* [Set exercise]: Can you copy the lines from the one that contains "grey bin row -> outlines, every instance" through the end of the material below, exactly and with nothing else?

[Begin Supplied entries]

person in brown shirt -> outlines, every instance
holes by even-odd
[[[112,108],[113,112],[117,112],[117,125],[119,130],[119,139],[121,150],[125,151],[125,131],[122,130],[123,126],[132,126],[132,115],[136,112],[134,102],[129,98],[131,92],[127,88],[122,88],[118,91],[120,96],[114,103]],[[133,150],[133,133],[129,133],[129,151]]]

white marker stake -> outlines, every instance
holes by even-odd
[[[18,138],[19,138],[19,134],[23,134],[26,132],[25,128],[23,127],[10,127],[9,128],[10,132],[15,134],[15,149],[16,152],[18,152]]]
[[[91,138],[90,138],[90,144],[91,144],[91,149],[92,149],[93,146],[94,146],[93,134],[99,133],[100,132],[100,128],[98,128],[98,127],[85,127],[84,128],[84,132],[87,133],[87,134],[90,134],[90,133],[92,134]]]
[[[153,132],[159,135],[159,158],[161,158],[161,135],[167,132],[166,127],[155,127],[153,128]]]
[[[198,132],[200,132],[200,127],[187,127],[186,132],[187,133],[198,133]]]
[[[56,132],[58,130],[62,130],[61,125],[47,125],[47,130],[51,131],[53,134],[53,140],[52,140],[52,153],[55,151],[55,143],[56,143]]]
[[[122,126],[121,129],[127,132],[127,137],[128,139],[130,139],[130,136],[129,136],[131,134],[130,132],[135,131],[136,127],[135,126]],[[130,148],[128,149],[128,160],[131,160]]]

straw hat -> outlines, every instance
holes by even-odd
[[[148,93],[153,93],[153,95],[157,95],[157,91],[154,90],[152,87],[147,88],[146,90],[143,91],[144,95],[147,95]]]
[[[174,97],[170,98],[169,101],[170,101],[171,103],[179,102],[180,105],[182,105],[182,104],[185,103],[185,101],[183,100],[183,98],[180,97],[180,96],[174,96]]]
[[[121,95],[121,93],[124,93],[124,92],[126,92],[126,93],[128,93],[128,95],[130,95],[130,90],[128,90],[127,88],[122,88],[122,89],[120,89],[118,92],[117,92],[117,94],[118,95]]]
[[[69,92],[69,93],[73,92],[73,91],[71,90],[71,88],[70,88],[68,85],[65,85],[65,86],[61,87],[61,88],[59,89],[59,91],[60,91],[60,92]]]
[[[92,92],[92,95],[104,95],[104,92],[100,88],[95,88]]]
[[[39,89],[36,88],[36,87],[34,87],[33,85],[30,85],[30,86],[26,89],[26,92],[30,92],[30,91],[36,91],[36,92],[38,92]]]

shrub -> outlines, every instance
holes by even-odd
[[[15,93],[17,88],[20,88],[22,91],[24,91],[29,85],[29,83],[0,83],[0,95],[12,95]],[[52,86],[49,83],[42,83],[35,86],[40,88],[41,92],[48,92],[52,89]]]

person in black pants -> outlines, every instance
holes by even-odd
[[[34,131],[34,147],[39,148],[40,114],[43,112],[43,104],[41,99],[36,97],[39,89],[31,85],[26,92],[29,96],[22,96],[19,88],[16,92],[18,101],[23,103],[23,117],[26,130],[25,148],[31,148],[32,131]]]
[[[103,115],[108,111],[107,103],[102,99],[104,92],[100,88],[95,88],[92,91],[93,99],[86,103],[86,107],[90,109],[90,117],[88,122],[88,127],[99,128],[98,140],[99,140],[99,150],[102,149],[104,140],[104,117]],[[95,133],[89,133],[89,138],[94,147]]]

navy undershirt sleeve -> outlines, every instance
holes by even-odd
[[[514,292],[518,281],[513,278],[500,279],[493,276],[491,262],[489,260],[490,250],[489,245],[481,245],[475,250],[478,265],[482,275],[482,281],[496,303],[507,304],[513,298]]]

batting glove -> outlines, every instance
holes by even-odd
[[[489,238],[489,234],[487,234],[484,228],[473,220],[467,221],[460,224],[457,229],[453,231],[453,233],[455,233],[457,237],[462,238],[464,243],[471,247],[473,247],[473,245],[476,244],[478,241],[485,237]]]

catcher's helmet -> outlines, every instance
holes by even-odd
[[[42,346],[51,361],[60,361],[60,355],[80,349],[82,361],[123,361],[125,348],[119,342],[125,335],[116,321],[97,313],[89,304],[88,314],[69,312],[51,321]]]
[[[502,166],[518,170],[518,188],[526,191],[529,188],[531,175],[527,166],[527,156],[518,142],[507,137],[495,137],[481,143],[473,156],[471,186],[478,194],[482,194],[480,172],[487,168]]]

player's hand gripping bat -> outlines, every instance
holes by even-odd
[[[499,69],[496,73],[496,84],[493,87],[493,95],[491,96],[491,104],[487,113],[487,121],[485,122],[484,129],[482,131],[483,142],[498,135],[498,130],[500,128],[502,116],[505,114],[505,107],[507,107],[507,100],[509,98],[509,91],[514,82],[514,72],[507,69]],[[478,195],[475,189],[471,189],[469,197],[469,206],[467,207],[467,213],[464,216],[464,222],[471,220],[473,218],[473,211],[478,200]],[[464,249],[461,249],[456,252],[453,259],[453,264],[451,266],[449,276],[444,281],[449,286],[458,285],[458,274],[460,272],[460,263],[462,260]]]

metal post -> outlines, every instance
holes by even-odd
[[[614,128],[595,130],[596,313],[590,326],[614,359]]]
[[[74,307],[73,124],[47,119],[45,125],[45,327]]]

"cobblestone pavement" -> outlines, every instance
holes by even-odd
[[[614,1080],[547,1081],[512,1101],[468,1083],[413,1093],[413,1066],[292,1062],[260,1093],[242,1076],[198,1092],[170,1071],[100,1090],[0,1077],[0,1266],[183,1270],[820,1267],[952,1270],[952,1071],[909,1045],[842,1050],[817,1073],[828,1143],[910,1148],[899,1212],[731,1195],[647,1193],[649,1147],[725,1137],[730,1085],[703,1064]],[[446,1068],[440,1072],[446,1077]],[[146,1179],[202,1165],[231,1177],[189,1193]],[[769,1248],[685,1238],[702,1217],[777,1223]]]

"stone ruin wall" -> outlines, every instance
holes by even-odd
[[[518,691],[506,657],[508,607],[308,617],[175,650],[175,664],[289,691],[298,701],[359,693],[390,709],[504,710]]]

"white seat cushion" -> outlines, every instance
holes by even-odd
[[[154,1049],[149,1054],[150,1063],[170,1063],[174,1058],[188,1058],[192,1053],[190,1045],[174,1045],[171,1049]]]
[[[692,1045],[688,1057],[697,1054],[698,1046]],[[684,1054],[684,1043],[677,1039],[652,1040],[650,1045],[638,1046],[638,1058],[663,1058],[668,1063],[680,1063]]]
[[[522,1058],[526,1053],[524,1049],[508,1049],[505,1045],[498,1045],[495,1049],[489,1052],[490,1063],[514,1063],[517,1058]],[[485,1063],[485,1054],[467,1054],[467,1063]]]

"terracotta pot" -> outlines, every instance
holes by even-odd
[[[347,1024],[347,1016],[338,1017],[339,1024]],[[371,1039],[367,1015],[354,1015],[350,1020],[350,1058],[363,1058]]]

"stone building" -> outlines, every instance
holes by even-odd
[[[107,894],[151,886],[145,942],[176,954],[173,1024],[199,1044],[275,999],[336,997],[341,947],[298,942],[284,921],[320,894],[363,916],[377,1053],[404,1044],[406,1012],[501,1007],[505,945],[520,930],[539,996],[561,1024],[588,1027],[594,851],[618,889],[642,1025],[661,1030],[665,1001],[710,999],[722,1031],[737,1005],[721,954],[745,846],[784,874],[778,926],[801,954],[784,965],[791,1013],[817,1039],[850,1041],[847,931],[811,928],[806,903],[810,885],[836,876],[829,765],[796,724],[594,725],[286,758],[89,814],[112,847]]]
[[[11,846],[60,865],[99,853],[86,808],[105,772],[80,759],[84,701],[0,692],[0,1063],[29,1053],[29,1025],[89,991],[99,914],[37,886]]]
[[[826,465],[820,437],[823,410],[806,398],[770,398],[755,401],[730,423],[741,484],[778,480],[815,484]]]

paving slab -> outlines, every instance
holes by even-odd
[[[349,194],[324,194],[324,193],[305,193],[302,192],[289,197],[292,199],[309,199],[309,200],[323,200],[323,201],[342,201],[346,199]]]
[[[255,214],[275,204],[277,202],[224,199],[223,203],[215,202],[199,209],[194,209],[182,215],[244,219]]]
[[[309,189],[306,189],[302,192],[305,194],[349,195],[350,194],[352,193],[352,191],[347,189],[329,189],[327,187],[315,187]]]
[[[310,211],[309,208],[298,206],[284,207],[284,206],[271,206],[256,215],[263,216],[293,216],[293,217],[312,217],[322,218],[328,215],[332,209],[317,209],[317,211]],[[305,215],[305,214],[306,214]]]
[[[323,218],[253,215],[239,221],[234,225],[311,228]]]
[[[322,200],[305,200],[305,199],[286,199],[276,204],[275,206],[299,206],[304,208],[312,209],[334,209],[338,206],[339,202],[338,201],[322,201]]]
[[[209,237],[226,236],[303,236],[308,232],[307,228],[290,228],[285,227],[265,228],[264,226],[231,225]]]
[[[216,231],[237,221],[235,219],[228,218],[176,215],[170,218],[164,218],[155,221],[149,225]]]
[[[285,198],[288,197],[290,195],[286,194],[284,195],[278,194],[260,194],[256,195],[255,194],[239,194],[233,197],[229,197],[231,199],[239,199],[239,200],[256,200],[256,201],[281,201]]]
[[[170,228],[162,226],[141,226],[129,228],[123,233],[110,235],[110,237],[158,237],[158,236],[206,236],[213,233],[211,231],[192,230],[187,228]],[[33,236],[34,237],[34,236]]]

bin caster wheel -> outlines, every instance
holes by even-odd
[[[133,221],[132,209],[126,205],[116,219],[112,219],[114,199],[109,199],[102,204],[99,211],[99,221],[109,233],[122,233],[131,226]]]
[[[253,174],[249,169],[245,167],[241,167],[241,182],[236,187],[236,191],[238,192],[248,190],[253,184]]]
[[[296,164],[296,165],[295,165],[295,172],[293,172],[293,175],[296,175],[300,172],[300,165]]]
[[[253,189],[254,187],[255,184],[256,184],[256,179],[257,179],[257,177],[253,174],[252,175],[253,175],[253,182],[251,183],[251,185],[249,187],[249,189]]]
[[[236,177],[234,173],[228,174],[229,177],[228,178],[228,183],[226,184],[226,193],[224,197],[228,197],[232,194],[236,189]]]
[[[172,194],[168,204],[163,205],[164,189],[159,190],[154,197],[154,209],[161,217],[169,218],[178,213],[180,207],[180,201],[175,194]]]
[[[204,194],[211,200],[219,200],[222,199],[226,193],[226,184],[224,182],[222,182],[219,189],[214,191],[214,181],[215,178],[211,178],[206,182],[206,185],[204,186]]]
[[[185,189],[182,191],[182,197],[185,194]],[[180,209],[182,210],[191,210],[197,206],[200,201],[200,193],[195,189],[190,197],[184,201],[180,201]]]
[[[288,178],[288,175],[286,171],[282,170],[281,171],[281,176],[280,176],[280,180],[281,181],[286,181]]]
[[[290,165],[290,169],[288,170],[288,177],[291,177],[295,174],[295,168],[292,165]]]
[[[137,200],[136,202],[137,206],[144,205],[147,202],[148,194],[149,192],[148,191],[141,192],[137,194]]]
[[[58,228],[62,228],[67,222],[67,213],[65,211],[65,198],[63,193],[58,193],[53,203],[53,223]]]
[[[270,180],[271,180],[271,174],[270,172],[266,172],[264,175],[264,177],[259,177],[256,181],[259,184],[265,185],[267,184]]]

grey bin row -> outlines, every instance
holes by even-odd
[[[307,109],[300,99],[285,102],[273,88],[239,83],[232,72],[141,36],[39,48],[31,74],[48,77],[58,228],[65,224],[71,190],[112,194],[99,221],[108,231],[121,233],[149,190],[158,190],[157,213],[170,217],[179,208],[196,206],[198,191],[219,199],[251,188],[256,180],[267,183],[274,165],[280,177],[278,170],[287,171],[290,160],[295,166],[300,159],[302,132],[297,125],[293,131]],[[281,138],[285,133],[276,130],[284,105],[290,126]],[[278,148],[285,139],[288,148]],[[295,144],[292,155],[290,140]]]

[End Supplied entries]

* [Response to this task]:
grey bin row -> outlines, every instance
holes by even-odd
[[[307,109],[300,99],[285,102],[273,88],[239,83],[232,72],[141,36],[39,48],[31,74],[48,77],[58,228],[65,224],[71,190],[112,194],[99,221],[108,231],[121,233],[149,190],[158,190],[157,213],[170,217],[179,208],[196,206],[198,191],[219,199],[251,188],[256,180],[267,183],[274,165],[280,177],[278,170],[287,171],[290,160],[295,166],[300,159],[302,132],[297,125],[293,131]],[[281,138],[285,133],[276,130],[284,105],[290,126]],[[278,148],[285,139],[288,148]],[[295,144],[292,155],[290,140]]]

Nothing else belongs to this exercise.